→ Information shown:

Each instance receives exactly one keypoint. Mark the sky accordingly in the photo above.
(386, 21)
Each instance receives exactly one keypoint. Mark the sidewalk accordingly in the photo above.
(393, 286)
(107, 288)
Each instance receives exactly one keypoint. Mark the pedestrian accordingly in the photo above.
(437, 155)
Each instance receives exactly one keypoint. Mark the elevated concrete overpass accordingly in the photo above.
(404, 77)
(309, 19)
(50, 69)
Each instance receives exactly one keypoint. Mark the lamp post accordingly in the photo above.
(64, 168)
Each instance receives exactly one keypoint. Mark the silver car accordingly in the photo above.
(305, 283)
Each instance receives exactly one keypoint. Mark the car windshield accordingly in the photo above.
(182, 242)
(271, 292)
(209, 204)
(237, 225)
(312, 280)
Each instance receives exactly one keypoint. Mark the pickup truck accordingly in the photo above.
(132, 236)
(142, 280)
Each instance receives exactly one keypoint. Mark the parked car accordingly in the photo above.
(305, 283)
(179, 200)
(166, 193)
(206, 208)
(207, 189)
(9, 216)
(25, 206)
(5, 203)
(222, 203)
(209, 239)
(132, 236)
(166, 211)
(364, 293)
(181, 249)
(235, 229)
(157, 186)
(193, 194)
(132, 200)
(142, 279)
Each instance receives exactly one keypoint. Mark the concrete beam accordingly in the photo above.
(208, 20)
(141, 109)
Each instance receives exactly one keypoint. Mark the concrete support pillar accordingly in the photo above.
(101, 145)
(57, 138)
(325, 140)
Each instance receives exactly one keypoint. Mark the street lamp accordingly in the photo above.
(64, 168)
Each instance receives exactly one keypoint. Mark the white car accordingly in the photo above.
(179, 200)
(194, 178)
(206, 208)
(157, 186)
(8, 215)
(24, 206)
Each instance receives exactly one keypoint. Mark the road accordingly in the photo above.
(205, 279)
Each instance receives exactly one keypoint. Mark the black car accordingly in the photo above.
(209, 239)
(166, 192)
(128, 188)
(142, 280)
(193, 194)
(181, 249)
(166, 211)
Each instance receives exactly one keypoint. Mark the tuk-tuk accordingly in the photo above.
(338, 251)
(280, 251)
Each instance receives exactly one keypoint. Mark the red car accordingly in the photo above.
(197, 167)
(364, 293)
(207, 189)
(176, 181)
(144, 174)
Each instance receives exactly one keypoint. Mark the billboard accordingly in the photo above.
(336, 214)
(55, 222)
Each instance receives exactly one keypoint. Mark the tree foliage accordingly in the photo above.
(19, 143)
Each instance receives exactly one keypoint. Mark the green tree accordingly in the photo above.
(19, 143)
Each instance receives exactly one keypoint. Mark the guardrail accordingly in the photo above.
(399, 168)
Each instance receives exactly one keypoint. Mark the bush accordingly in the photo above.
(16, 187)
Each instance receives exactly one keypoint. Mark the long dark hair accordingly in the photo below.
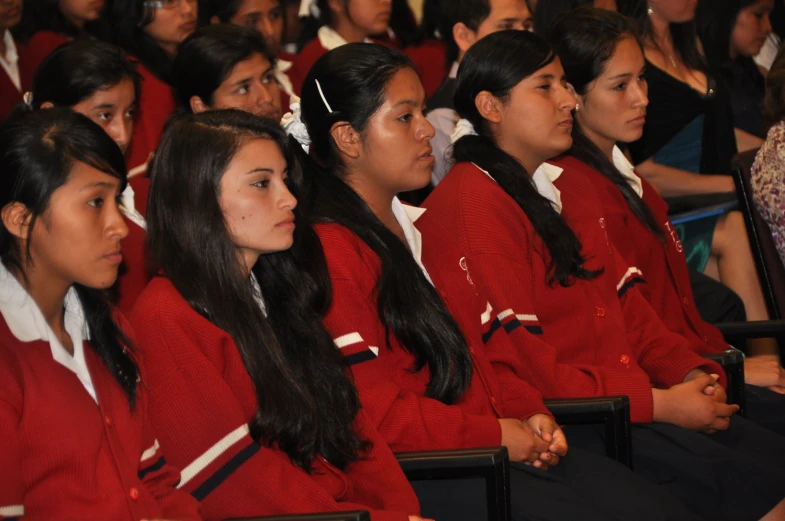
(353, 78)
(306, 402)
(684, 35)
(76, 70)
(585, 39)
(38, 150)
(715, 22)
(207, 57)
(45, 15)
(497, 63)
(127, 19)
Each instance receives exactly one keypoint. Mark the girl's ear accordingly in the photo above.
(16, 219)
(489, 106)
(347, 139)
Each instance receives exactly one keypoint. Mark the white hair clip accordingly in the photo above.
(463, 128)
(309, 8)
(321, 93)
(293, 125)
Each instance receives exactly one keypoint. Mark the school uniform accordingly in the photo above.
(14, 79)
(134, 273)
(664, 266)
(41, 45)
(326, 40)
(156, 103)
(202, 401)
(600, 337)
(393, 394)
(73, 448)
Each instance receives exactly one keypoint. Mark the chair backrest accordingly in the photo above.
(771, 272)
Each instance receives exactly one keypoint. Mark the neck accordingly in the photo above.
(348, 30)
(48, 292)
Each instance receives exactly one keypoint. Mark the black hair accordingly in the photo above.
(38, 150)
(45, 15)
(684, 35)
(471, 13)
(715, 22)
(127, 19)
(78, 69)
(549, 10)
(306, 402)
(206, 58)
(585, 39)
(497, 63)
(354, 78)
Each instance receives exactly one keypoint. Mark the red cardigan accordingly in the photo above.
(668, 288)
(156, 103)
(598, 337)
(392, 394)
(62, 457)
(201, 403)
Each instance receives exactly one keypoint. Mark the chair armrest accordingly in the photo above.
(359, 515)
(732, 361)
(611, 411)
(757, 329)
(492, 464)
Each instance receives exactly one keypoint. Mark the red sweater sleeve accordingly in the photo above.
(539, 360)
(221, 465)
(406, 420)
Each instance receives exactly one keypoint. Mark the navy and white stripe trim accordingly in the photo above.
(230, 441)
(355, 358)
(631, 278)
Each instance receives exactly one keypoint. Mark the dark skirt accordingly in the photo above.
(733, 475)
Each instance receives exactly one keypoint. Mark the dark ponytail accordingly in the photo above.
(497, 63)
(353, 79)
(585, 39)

→ Set task: Transcribe the complete set of entries verbatim. No pictures belong in the copy.

→ Solution to the exercise:
Each instance receives exactly one keypoint. Mark the sky accordingly in the photo above.
(386, 21)
Each instance receives exactly one keypoint. Mark the sidewalk accordingly in the photo above.
(393, 286)
(107, 288)
Each instance receives exactly one keypoint. Mark the pedestrian accordingly in the photo above.
(437, 155)
Each instance receives exactly one keypoint. Mark the elevated concrete overpass accordingly in the photo above.
(404, 77)
(309, 19)
(50, 69)
Each instance receives exactly one keypoint. Mark the lamp post accordingly in the photo above.
(64, 168)
Each instance receives exactly one keypoint. Mark the silver car accordingly in the photo above.
(305, 283)
Each instance receives exactly one keypoint. Mark the car windshield accordingly in the photo above.
(182, 242)
(271, 292)
(209, 204)
(237, 225)
(312, 280)
Each instance receives exactly one keypoint. Mark the pickup truck accordingly in the photo above.
(132, 236)
(142, 280)
Each instance receives exactly one keypoint. Mark the parked car accordingly in the photo above.
(305, 283)
(179, 200)
(166, 193)
(206, 208)
(207, 189)
(9, 216)
(25, 206)
(5, 203)
(222, 203)
(209, 239)
(132, 236)
(166, 211)
(364, 293)
(181, 249)
(235, 229)
(157, 186)
(193, 194)
(132, 200)
(142, 279)
Each instance receives exactly one keypoint. Mark the concrete beam accordingly in the photo above.
(208, 20)
(141, 109)
Each instance receives exactly one keypoint. Mark the concrete support pillar accordingly in the photo above.
(101, 145)
(57, 138)
(325, 140)
Each instance receives exactly one keypoint. Mark the street lamp accordingly in the photo above.
(64, 168)
Each instance receives exactly one keypoint. Mark the white car accordingly in the photo above.
(179, 200)
(194, 178)
(206, 208)
(157, 186)
(8, 215)
(24, 206)
Each instance receives exactly one keypoint. Mark the road accordingly in the photo above.
(205, 279)
Each instance receives exactly one keypoint. Mark the black car accordingly in the photo above.
(209, 239)
(166, 192)
(128, 188)
(142, 280)
(193, 194)
(181, 249)
(166, 211)
Each instance receives exactly one keypoint. Mark the tuk-tuk accordingly in the photo above.
(338, 251)
(280, 251)
Each instance receives exactly one keypoint. Mark the red car accordingly in the photo above.
(197, 167)
(364, 293)
(207, 189)
(176, 181)
(144, 174)
Each instance receives exactly one keypoint. Mark the billboard accordingly in the photo above.
(336, 214)
(55, 222)
Each instance receives exactly one keypoint. Mark the tree foliage accordingly in the photo above.
(19, 143)
Each instance receives exactly one keypoint. Mark the green tree accordingly in the photo above.
(19, 143)
Each instance receives exactly one keypoint. Mark the guardrail accordingly in the photo above.
(399, 168)
Each instance receives exactly one keypoint. Mark the bush accordingly in the photo above.
(16, 187)
Each instance receives exactly one keypoint. Mark the long dark hair accordingly in the photo below.
(353, 78)
(306, 402)
(684, 35)
(76, 70)
(585, 39)
(38, 150)
(715, 22)
(207, 57)
(45, 15)
(497, 63)
(127, 19)
Each instance receives exactly one keypoint. Mark the girl's ear accordingly in the photo above.
(16, 219)
(489, 106)
(347, 139)
Each instance receives exactly one keypoint. Mark the white hair clip accordingly in the photo above.
(463, 128)
(309, 8)
(321, 93)
(293, 125)
Each instance receives exactly one keypoint. Mark the school uniform accordingly in the photo above.
(14, 79)
(134, 273)
(664, 266)
(41, 45)
(326, 40)
(156, 103)
(202, 401)
(600, 337)
(393, 394)
(73, 448)
Each instance receives exactly one keypoint. Mark the chair backrest accordingly in the photo above.
(771, 272)
Each instance receives exactly one keypoint. Mark the neck accordingly in the photo above.
(348, 30)
(48, 292)
Each instance receives exactly one keypoint. Mark the black hair accordingly in the photo above.
(38, 150)
(45, 15)
(684, 35)
(471, 13)
(715, 22)
(127, 19)
(78, 69)
(549, 10)
(306, 402)
(206, 58)
(585, 39)
(497, 63)
(354, 78)
Each instance receives exactly one keypoint. Mark the red cardigan accordingly in the photo above.
(668, 288)
(156, 103)
(598, 337)
(392, 394)
(62, 457)
(201, 403)
Each instance receives exactly one keypoint. Mark the chair armrest accordingly in the photo above.
(359, 515)
(732, 361)
(611, 411)
(757, 329)
(492, 464)
Each instance receives exactly one keypoint. Mark the red sweater sleeve accordingly in the photo above.
(539, 360)
(221, 465)
(406, 420)
Each instance receives exactly one keypoint. Mark the navy and white stripe trim accordingly in the photo above.
(230, 441)
(355, 358)
(631, 278)
Each instance receives exactly one keypoint. Mark the dark skirt accordingly in the photo above.
(733, 475)
Each instance receives exactly one keypoint. Mark the dark ponytail accordingly in the photo above.
(497, 63)
(353, 79)
(585, 39)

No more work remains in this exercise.